EXTRAIT CHOISI:
-*-
Quand il est question d’espace partagé, à part pour les colocations des jeunes, il s’agit le plus souvent d’une pièce d’appoint destinée à devenir chambre ou bureau ou quoi que ce soit d’autre, bref un endroit de passage, indistinct et non appropriable. Qui veut partager un tel espace ? Il s’agit plus rarement d’une salle de bains.
À propos du logement du futur, toute solution, fût-elle radicale, est bonne à prendre, à réfléchir à tout le moins, ce qui est toujours mieux que de s’en remettre au sempiternel plan d’appartement habituel, bien normé, bien partout pareil du nord au sud, pour le bonheur des constructeurs. Les mêmes plans de logements dans les mêmes immeubles des mêmes ZACs, convenons que là ne réside aucune innovation et aucune solution sur la ou les façons de répondre à l’Armageddon climatique qui se dessine. La preuve, prenez un aveugle et changez-le d’appartement de Lille à Montpellier et, d’une ZAC à l’autre, il retrouve son chemin sans difficulté !
Après avoir évoqué la cuisine* – c’est vrai quoi, pourquoi ne pas imaginer un appartement conçu autour d’une grande cuisine et d’un grand séjour ? – considérons aujourd’hui la salle de bains, lieu de l’intimité et de tous les fantasmes depuis au moins Alfred Hitchcock. Y a-t-il cependant moyen d’échapper à la salle de bains exactement pareille pour des millions de Français ? D’échapper à la salle de bains tout court ?
Concernant la salle de bains – bains au pluriel, notez bien – il suffit de remonter dans l’histoire récente pour comprendre à quelle vitesse les mentalités peuvent changer. En une génération, les Français ne se lavent plus pareil. Pourquoi dans les appartements modernes, c’est-à-dire depuis l’eau courante, la baignoire s’est-elle imposée comme un must, même toute petite – la baignoire sabot – avant de devenir en elle-même un signe distinctif de richesse, voire un lieu de vie comme en témoigne le nouveau riche Tony Montana dans Scarface ?
Tout simplement parce qu’avant l’eau courante, les familles qui n’avaient pas oublié l’hygiène faisaient chauffer de l’eau avant de la verser dans un baquet, toute la famille utilisant la même eau chaude. Du baquet à la baignoire, la transition s’est faite sans heurt. Souvenez-vous de ces baignoires en fonte, sur des pieds décorés comme des pattes de griffon et qui trônaient au milieu des salles de bains bourgeoises. De fait, le bain fut d’abord, comme avant, une fois par semaine une sorte de cérémonie jusqu’à ce que, le confort et la facilité aidant, des millions de Français puissent enfin prendre un bain tous les jours.
Pourtant rien n’interdisait dès le début de faire des douches sauf qu’elles étaient réservées à des lieux collectifs, pour les vestiaires des militaires ou sportifs, et n’évoquaient en rien le bien-être ou le confort.
-*-
ACTIONS DEMANDÉES:
1/ Réécrivez sous forme de liste à puces le paragraphe de l'extrait choisi qui commence par « Tout simplement parce qu’avant l’eau courante », en gardant ses faits principaux.
2/ Traduisez en anglais cette phrase de l'extrait choisi : « Pourtant rien n’interdisait dès le début de faire des douches sauf qu’elles étaient réservées à des lieux collectifs, pour les vestiaires des militaires ou sportifs, et n’évoquaient en rien le bien-être ou le confort. »
-*-
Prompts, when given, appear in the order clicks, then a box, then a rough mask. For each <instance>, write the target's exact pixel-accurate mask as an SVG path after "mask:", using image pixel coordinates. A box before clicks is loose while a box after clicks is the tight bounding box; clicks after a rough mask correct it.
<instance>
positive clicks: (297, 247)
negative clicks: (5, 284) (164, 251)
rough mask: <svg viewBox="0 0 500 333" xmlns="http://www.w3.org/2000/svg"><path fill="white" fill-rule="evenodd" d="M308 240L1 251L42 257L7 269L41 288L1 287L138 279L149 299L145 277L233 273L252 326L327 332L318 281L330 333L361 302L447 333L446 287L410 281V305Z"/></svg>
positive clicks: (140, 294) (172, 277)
-*-
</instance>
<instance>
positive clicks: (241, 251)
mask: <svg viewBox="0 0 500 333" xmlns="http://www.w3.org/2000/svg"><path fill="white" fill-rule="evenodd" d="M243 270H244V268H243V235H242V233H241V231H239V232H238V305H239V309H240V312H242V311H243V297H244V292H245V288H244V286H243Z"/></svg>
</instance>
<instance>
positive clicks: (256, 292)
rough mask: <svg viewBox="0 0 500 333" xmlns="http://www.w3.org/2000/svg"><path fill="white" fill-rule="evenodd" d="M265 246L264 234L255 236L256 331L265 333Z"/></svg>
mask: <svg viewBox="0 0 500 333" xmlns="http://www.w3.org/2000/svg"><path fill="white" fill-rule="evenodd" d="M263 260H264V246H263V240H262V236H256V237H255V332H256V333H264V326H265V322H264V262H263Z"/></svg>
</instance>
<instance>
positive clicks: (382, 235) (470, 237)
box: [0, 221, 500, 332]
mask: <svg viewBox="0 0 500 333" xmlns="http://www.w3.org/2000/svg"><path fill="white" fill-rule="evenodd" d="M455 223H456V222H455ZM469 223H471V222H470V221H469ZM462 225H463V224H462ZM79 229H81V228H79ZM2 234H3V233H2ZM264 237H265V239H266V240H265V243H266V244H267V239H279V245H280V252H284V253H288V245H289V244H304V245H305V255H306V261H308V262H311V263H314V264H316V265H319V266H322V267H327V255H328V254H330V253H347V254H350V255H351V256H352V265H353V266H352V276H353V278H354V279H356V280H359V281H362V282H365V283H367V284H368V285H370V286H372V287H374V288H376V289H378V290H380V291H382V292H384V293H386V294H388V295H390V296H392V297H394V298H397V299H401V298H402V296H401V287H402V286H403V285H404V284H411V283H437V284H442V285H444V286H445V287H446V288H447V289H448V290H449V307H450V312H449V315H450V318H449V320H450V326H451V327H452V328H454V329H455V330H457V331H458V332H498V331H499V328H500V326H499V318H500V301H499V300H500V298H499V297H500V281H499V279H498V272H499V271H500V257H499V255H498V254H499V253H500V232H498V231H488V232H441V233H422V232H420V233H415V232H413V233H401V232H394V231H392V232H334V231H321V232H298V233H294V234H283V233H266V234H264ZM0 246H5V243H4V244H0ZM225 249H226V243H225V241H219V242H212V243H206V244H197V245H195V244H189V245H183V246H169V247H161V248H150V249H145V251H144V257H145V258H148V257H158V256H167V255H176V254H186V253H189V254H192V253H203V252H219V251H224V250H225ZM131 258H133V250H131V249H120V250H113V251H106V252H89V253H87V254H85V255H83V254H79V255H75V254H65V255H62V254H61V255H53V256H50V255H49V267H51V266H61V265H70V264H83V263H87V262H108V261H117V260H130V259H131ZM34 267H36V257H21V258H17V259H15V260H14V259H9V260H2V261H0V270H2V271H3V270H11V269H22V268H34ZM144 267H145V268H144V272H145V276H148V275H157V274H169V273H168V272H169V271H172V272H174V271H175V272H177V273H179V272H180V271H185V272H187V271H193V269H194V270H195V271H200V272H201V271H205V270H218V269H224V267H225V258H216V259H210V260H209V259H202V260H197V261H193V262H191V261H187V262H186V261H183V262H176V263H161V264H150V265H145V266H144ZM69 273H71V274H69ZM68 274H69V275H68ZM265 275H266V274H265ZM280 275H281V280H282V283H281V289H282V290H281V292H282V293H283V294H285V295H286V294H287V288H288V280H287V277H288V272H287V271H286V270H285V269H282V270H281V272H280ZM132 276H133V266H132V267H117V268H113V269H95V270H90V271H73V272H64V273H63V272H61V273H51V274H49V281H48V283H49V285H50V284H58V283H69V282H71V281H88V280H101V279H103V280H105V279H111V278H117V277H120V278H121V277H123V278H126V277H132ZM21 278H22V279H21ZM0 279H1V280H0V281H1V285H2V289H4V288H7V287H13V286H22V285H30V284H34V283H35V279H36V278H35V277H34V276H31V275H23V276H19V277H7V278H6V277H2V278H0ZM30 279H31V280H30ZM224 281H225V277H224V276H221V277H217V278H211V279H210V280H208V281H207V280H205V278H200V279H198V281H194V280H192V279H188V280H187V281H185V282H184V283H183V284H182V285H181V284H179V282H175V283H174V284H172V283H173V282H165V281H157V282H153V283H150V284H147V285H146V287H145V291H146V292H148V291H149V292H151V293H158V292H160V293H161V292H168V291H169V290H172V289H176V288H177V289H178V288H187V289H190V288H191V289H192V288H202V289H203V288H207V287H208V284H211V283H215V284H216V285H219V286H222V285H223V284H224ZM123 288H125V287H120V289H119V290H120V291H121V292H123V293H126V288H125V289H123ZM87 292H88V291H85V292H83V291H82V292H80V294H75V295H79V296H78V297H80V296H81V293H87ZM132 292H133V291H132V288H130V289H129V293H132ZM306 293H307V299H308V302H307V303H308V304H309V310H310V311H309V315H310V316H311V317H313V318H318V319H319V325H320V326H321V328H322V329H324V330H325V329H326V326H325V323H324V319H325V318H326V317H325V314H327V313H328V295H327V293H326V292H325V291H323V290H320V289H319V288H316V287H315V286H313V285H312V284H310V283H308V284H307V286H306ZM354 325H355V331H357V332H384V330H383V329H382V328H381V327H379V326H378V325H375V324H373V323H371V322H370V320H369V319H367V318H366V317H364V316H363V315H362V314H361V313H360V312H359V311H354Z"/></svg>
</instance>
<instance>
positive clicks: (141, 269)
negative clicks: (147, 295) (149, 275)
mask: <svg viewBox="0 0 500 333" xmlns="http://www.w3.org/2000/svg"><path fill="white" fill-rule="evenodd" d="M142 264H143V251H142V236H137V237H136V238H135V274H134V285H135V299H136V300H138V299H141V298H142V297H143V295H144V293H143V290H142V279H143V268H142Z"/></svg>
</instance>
-*-
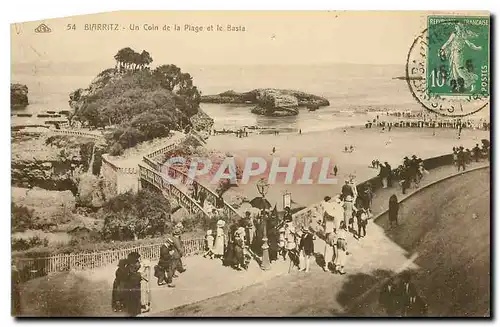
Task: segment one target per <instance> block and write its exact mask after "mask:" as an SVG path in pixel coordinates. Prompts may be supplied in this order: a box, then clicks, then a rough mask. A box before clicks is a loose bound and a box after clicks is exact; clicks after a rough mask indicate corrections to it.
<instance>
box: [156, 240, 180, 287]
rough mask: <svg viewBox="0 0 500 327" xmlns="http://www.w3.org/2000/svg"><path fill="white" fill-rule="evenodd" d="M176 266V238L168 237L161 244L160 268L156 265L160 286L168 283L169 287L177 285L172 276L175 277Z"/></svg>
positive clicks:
-*-
VOS RÉPONSES ÉCRITES:
1/
- Avant l’eau courante, les familles soucieuses d’hygiène faisaient chauffer de l’eau, la versaient dans un baquet, et toute la famille utilisait la même eau chaude.
- Le passage du baquet à la baignoire s’est fait sans heurt.
- Des baignoires en fonte, sur des pieds décorés comme des pattes de griffon, trônaient au milieu des salles de bains bourgeoises.
- Le bain fut d’abord une sorte de cérémonie hebdomadaire.
- Avec le confort et la facilité, des millions de Français ont pu prendre un bain tous les jours.

2/ Yet nothing prevented showers from being built from the very beginning, except that they were reserved for communal places, for the locker rooms of soldiers or athletes, and in no way suggested well-being or comfort.